> **EXERCISE DIRECTIONS**:
From the first line to the last, set down the material exactly, leaving out its pictures.

————————

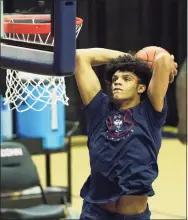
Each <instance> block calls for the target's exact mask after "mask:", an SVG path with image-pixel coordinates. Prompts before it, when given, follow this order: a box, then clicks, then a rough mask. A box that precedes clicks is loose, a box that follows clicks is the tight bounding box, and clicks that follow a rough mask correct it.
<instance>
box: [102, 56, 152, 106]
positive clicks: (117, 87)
mask: <svg viewBox="0 0 188 220" xmlns="http://www.w3.org/2000/svg"><path fill="white" fill-rule="evenodd" d="M151 75H152V70H151V69H150V67H149V66H148V65H147V63H146V62H144V61H142V60H140V59H138V58H136V57H134V56H131V55H124V56H120V57H118V58H117V59H114V60H112V61H111V62H110V63H109V64H108V66H107V71H106V73H105V79H106V81H107V82H108V84H109V85H110V86H111V91H112V97H113V100H114V101H116V102H119V103H121V102H122V101H125V100H131V101H134V100H139V101H140V100H143V99H144V98H145V97H146V95H147V87H148V85H149V82H150V79H151Z"/></svg>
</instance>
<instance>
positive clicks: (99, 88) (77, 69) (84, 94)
mask: <svg viewBox="0 0 188 220" xmlns="http://www.w3.org/2000/svg"><path fill="white" fill-rule="evenodd" d="M75 78H76V82H77V86H78V89H79V92H80V96H81V98H82V101H83V103H84V105H88V104H89V103H90V102H91V100H92V99H93V98H94V97H95V96H96V94H97V93H98V92H99V91H100V90H101V85H100V82H99V79H98V77H97V76H96V74H95V72H94V71H93V69H92V66H91V63H90V62H89V61H88V60H87V58H86V57H82V56H79V55H77V57H76V72H75Z"/></svg>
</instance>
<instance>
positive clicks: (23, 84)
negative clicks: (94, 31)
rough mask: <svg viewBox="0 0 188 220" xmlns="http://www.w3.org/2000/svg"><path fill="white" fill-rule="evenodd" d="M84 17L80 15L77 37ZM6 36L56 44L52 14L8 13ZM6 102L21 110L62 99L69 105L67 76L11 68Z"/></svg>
mask: <svg viewBox="0 0 188 220" xmlns="http://www.w3.org/2000/svg"><path fill="white" fill-rule="evenodd" d="M82 23H83V20H82V19H81V18H76V37H77V36H78V35H79V32H80V30H81V28H82ZM4 38H5V39H11V40H15V41H24V42H32V43H38V44H43V45H54V39H53V37H52V36H51V23H50V15H11V16H10V15H5V16H4ZM6 85H7V91H6V93H5V100H6V101H5V104H8V106H9V108H10V109H16V110H17V111H19V112H24V111H27V110H28V109H33V110H35V111H42V110H43V109H44V108H45V107H46V106H47V105H54V104H56V103H57V102H58V101H60V102H62V103H63V104H64V105H68V100H69V98H68V97H67V95H66V86H65V77H63V76H62V77H59V76H46V75H38V74H32V73H27V72H21V71H17V70H10V69H8V70H7V75H6Z"/></svg>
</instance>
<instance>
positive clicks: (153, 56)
mask: <svg viewBox="0 0 188 220" xmlns="http://www.w3.org/2000/svg"><path fill="white" fill-rule="evenodd" d="M164 52H166V53H168V54H169V52H168V51H166V50H165V49H163V48H162V47H157V46H149V47H144V48H143V49H141V50H139V51H138V52H137V53H136V55H135V56H136V57H137V58H140V59H142V60H144V61H146V62H147V63H148V65H149V66H150V67H151V68H153V67H154V65H155V57H156V55H157V54H159V53H164Z"/></svg>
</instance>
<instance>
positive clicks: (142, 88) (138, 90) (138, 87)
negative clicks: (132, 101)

————————

> **ANSWER TO THE PROBLEM**:
Each <instance> block calls for the target's exact mask after "mask:", an SVG path with image-pixel coordinates. Prompts before it, when given, follow this order: a box, then clicks, then a rough mask. A box that precedes clicks is loose, a box that follows clicks is the tight bounding box, and clicks that follow a rough mask correct it.
<instance>
box: [102, 56, 152, 106]
positive clicks: (117, 87)
mask: <svg viewBox="0 0 188 220" xmlns="http://www.w3.org/2000/svg"><path fill="white" fill-rule="evenodd" d="M151 75H152V70H151V69H150V67H149V66H148V65H147V63H146V62H144V61H142V60H140V59H138V58H136V57H134V56H131V55H124V56H120V57H118V58H117V59H114V60H112V61H111V62H110V63H109V64H108V66H107V71H106V73H105V79H106V81H107V82H108V84H109V85H110V86H111V91H112V97H113V100H114V101H116V102H119V103H121V102H122V101H125V100H131V101H134V100H139V101H140V100H143V99H144V98H145V97H146V95H147V87H148V85H149V82H150V79H151Z"/></svg>
</instance>
<instance>
positive clicks: (99, 88) (77, 69) (84, 94)
mask: <svg viewBox="0 0 188 220" xmlns="http://www.w3.org/2000/svg"><path fill="white" fill-rule="evenodd" d="M75 78H76V82H77V86H78V89H79V92H80V96H81V98H82V101H83V103H84V105H88V104H89V103H90V102H91V100H92V99H93V98H94V97H95V96H96V94H97V93H98V92H99V91H100V90H101V85H100V82H99V79H98V77H97V76H96V74H95V72H94V71H93V69H92V66H91V63H90V62H89V61H88V60H87V58H86V57H82V56H79V55H77V57H76V72H75Z"/></svg>
</instance>
<instance>
positive clicks: (23, 84)
negative clicks: (94, 31)
rough mask: <svg viewBox="0 0 188 220" xmlns="http://www.w3.org/2000/svg"><path fill="white" fill-rule="evenodd" d="M84 17L80 15L77 37ZM6 36L56 44L52 14L8 13ZM6 102L21 110L62 99L69 105L67 76L11 68Z"/></svg>
mask: <svg viewBox="0 0 188 220" xmlns="http://www.w3.org/2000/svg"><path fill="white" fill-rule="evenodd" d="M82 23H83V20H82V19H81V18H76V37H77V36H78V35H79V32H80V30H81V28H82ZM4 38H5V39H11V40H15V41H24V42H32V43H38V44H43V45H54V39H53V37H52V36H51V23H50V15H11V16H10V15H5V16H4ZM6 85H7V91H6V93H5V100H6V101H5V104H8V106H9V108H10V109H16V110H17V111H19V112H24V111H27V110H28V109H33V110H35V111H42V110H43V109H44V108H45V107H46V106H47V105H54V104H56V103H57V102H58V101H60V102H62V103H63V104H64V105H68V100H69V98H68V97H67V95H66V86H65V77H63V76H62V77H59V76H46V75H38V74H32V73H27V72H21V71H17V70H10V69H8V70H7V75H6Z"/></svg>
</instance>
<instance>
positive clicks: (153, 56)
mask: <svg viewBox="0 0 188 220" xmlns="http://www.w3.org/2000/svg"><path fill="white" fill-rule="evenodd" d="M164 52H166V53H168V54H169V52H168V51H166V50H165V49H163V48H162V47H157V46H149V47H144V48H143V49H141V50H139V51H138V52H137V53H136V55H135V56H136V57H137V58H140V59H142V60H144V61H146V62H147V63H148V65H149V66H150V67H151V68H153V67H154V65H155V57H156V55H157V54H159V53H164Z"/></svg>
</instance>
<instance>
positive clicks: (142, 88) (138, 90) (138, 87)
negative clicks: (132, 101)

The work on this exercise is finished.